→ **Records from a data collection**
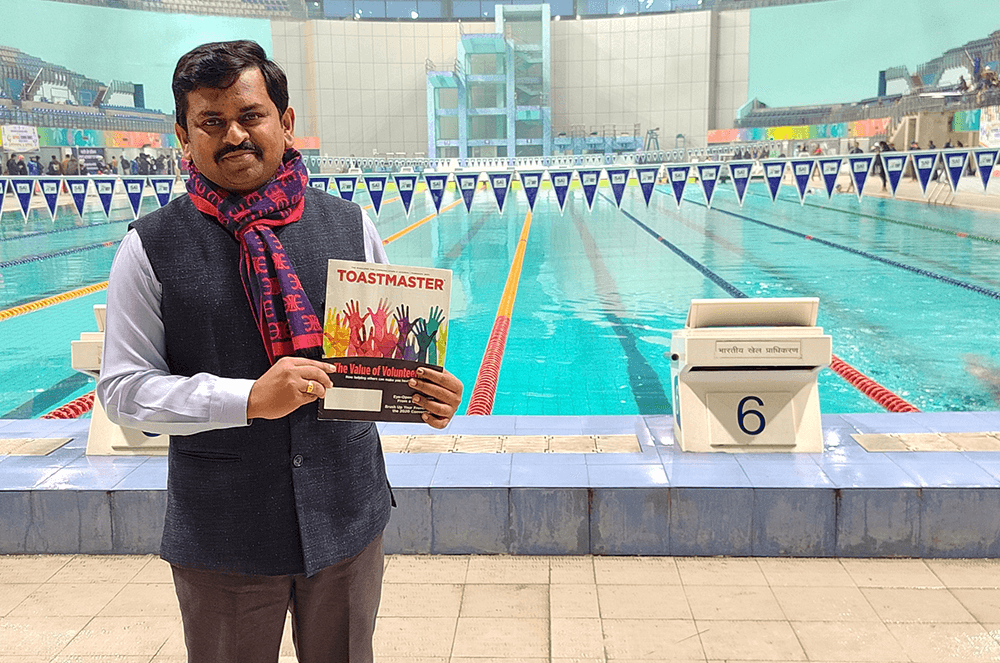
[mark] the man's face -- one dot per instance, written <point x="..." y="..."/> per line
<point x="235" y="136"/>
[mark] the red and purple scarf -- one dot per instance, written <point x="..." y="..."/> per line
<point x="288" y="325"/>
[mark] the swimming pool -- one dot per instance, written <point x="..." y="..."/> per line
<point x="906" y="291"/>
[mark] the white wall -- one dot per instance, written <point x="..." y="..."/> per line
<point x="361" y="85"/>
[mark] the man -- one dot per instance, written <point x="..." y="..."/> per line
<point x="268" y="507"/>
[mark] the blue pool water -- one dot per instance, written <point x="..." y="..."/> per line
<point x="905" y="298"/>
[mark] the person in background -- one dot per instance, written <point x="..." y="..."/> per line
<point x="269" y="509"/>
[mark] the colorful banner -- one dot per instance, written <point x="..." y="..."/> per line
<point x="774" y="170"/>
<point x="708" y="175"/>
<point x="406" y="184"/>
<point x="467" y="183"/>
<point x="531" y="182"/>
<point x="560" y="184"/>
<point x="618" y="177"/>
<point x="133" y="190"/>
<point x="50" y="191"/>
<point x="647" y="181"/>
<point x="739" y="172"/>
<point x="589" y="179"/>
<point x="436" y="184"/>
<point x="376" y="187"/>
<point x="346" y="184"/>
<point x="677" y="176"/>
<point x="501" y="185"/>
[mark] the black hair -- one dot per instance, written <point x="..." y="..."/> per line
<point x="217" y="65"/>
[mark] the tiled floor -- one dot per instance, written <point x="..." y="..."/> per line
<point x="487" y="609"/>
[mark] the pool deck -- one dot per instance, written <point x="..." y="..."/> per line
<point x="844" y="502"/>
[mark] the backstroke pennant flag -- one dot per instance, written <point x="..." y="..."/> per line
<point x="985" y="159"/>
<point x="501" y="185"/>
<point x="406" y="184"/>
<point x="954" y="163"/>
<point x="802" y="172"/>
<point x="589" y="180"/>
<point x="678" y="180"/>
<point x="618" y="178"/>
<point x="162" y="187"/>
<point x="647" y="181"/>
<point x="829" y="169"/>
<point x="436" y="184"/>
<point x="321" y="183"/>
<point x="467" y="184"/>
<point x="78" y="191"/>
<point x="774" y="170"/>
<point x="50" y="191"/>
<point x="924" y="162"/>
<point x="22" y="189"/>
<point x="739" y="172"/>
<point x="560" y="184"/>
<point x="860" y="165"/>
<point x="376" y="187"/>
<point x="346" y="184"/>
<point x="531" y="181"/>
<point x="708" y="175"/>
<point x="894" y="164"/>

→ **TRY IT**
Send back every record exactly as it stands, except the pictures.

→ **RESULT OF THIS EXERCISE**
[mark] the man's face -- one dot per instance, written <point x="..." y="..."/> per line
<point x="235" y="136"/>
[mark] the red and purple scarf -- one dot per instance, written <point x="..." y="..."/> per line
<point x="288" y="325"/>
[mark] the swimming pool -- one dot per instance, written <point x="..." y="..."/> per line
<point x="906" y="291"/>
[mark] the white wall -- one dot per instance, written <point x="..." y="..."/> per line
<point x="361" y="85"/>
[mark] the man -- one dot per instance, written <point x="..." y="..."/> per line
<point x="268" y="507"/>
[mark] the blue pool water -- one dot per instance, written <point x="..." y="..."/> per line
<point x="905" y="298"/>
[mark] the person in background -- one dot per instance, written <point x="..." y="..."/> per line
<point x="269" y="509"/>
[mark] the colorful banner -- one dot per instance, written <point x="..." y="..."/> per line
<point x="774" y="170"/>
<point x="708" y="175"/>
<point x="406" y="184"/>
<point x="467" y="183"/>
<point x="531" y="182"/>
<point x="560" y="184"/>
<point x="618" y="177"/>
<point x="133" y="190"/>
<point x="50" y="191"/>
<point x="647" y="181"/>
<point x="739" y="172"/>
<point x="589" y="179"/>
<point x="436" y="184"/>
<point x="376" y="187"/>
<point x="346" y="184"/>
<point x="677" y="176"/>
<point x="501" y="185"/>
[mark] the black hair -- one dot per instance, written <point x="..." y="..."/> per line
<point x="217" y="65"/>
[mark] the tiled floor -- one dot per instance, written <point x="..." y="..."/> per line
<point x="487" y="609"/>
[mark] the pool deck -- one dot per instance, written <point x="..." y="..."/> per line
<point x="844" y="502"/>
[mark] the backstroke pennant flag -- one dot per instance, written <point x="..." y="..."/> per line
<point x="985" y="159"/>
<point x="501" y="185"/>
<point x="406" y="184"/>
<point x="954" y="163"/>
<point x="802" y="172"/>
<point x="589" y="180"/>
<point x="678" y="180"/>
<point x="618" y="178"/>
<point x="162" y="187"/>
<point x="647" y="181"/>
<point x="829" y="169"/>
<point x="436" y="184"/>
<point x="321" y="183"/>
<point x="467" y="184"/>
<point x="78" y="191"/>
<point x="774" y="170"/>
<point x="50" y="191"/>
<point x="924" y="162"/>
<point x="22" y="189"/>
<point x="739" y="172"/>
<point x="560" y="184"/>
<point x="860" y="165"/>
<point x="376" y="187"/>
<point x="346" y="184"/>
<point x="531" y="181"/>
<point x="708" y="175"/>
<point x="894" y="164"/>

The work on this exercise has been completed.